Spatial annotation entries

========

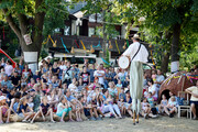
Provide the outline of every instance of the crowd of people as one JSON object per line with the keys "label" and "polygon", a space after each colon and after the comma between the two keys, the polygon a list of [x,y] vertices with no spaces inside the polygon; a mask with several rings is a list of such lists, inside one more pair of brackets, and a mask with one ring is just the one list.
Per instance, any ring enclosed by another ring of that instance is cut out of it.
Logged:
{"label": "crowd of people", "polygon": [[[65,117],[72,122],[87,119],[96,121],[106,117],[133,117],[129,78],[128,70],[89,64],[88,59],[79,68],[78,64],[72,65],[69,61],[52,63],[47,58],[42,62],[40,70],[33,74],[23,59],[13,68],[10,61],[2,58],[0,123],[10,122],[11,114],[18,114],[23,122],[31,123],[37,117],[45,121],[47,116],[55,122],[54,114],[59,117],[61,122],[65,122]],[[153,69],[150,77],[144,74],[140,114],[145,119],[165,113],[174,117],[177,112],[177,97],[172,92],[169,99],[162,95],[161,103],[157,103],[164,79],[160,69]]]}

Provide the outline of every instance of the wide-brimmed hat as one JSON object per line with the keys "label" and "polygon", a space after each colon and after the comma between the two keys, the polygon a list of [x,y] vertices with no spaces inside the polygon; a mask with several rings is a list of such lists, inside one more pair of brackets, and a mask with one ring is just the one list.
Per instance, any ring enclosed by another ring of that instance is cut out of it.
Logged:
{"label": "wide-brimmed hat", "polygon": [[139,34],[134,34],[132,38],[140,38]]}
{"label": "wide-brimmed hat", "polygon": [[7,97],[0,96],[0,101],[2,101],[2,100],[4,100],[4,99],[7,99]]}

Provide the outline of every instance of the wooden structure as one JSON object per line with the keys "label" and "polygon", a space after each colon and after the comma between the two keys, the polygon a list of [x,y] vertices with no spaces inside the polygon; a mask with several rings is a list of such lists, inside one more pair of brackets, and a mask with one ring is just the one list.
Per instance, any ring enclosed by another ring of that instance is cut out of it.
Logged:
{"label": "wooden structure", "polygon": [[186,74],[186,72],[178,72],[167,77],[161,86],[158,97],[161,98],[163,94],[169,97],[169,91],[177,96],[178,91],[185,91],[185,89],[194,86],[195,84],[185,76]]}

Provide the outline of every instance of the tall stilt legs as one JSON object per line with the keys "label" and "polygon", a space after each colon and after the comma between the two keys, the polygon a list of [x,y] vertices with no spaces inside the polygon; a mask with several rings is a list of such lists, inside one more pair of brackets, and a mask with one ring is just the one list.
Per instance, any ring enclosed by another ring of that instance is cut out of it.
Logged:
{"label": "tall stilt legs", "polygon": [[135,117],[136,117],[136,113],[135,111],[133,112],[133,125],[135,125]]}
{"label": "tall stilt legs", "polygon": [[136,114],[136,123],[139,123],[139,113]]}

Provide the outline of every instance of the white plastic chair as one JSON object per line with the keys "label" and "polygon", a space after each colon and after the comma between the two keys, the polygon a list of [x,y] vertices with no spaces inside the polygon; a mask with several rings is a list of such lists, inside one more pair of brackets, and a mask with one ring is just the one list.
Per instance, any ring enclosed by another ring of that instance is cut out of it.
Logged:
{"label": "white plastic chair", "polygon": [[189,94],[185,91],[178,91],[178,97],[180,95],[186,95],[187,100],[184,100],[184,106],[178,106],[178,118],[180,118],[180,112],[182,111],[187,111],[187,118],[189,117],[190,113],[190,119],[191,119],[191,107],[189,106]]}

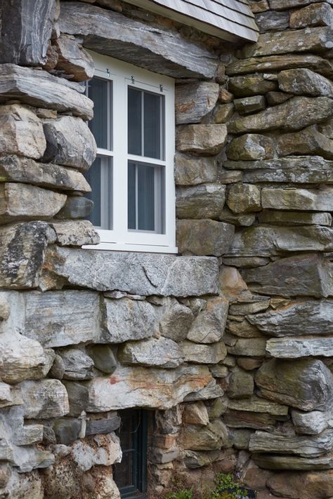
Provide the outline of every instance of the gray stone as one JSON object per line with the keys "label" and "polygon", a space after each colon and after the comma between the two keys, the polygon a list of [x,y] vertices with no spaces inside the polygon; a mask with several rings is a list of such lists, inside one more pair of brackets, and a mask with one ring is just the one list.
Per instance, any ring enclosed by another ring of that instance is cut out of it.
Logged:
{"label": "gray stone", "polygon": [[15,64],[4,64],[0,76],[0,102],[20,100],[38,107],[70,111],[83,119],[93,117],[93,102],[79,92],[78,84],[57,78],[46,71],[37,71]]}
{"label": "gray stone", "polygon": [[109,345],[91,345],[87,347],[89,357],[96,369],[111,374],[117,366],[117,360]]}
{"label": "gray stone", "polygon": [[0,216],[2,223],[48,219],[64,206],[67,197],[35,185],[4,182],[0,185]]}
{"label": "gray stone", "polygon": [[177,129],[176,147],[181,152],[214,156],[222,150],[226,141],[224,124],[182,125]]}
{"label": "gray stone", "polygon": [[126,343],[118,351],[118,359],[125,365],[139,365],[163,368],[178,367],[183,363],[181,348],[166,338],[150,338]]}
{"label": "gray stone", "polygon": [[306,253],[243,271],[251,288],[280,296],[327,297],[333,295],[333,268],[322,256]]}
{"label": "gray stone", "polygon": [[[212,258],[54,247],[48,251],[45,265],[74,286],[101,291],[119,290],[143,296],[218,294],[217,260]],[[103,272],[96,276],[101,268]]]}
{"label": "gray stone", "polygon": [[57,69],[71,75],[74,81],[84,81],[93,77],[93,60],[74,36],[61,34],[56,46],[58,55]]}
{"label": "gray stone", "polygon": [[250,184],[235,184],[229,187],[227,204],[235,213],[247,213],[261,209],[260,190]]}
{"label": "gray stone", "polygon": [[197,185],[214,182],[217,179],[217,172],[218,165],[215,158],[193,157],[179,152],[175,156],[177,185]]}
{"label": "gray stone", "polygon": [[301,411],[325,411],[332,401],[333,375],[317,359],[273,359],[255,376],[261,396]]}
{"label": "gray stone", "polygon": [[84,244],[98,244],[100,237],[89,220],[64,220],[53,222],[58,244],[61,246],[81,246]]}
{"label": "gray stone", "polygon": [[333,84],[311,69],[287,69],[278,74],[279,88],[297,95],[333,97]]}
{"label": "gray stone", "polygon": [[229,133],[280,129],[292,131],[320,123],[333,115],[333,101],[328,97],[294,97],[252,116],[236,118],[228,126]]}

========

Which lines in the entries above contain the string "brimmed", matching case exactly? Copy each of those lines.

Provide the outline of every instance of the wide-brimmed hat as one JSON object per line with the keys "label" and "polygon", a space after each colon and after the comma between the two keys, the polygon a list of [x,y] vertices with no spaces inside the polygon; a mask with several rings is a list of such lists, inside one more pair of brackets, and a mask with one ring is just the one list.
{"label": "wide-brimmed hat", "polygon": [[139,34],[134,34],[132,38],[140,38]]}
{"label": "wide-brimmed hat", "polygon": [[7,97],[0,96],[0,101],[2,101],[2,100],[4,100],[4,99],[7,99]]}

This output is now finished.